» Data shown
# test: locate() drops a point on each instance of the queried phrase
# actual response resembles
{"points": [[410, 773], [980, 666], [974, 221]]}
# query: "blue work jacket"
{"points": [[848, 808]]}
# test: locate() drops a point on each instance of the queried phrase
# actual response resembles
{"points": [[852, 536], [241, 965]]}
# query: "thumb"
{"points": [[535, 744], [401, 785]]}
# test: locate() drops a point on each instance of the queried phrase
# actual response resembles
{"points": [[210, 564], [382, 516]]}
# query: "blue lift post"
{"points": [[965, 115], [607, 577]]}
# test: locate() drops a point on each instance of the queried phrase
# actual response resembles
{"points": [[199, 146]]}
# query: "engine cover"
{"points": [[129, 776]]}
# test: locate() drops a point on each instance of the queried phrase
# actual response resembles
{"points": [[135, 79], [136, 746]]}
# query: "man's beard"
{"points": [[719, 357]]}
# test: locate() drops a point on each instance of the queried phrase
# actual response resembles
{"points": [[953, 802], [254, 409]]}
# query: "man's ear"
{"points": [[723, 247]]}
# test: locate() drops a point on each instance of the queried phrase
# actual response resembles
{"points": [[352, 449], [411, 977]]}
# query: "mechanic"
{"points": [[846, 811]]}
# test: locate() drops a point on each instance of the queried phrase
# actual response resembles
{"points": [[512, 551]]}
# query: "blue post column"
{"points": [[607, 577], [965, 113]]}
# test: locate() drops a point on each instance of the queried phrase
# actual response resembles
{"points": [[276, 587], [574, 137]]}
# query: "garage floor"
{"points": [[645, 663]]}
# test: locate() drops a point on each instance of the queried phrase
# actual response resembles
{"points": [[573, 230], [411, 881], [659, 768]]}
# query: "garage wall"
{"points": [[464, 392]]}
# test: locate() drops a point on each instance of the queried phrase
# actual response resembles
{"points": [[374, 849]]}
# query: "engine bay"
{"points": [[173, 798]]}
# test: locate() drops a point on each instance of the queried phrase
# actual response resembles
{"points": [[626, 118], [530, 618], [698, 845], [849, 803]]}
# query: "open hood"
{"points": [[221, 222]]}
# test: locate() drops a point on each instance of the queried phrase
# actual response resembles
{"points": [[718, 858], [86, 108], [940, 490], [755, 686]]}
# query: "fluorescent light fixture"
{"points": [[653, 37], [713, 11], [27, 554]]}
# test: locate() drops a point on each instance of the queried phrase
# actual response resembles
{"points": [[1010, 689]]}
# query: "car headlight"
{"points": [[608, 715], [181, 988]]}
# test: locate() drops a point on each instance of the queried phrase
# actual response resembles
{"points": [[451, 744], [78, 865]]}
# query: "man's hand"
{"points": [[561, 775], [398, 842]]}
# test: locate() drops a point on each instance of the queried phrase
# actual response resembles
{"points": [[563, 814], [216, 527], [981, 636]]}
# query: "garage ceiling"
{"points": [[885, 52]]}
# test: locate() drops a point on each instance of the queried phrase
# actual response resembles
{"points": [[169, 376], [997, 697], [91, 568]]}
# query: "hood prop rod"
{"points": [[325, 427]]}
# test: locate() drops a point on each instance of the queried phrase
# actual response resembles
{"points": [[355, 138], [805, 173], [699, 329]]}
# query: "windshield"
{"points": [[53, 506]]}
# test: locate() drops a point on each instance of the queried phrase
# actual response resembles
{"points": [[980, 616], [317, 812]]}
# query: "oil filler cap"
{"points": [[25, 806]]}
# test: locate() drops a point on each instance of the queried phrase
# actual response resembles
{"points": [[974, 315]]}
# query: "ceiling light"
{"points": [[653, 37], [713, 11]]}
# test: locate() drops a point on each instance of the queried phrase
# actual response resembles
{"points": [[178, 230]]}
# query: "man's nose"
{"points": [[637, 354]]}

» What is required
List every line above that contains the word "engine".

» The solution
# query: "engine cover"
# query: "engine bay"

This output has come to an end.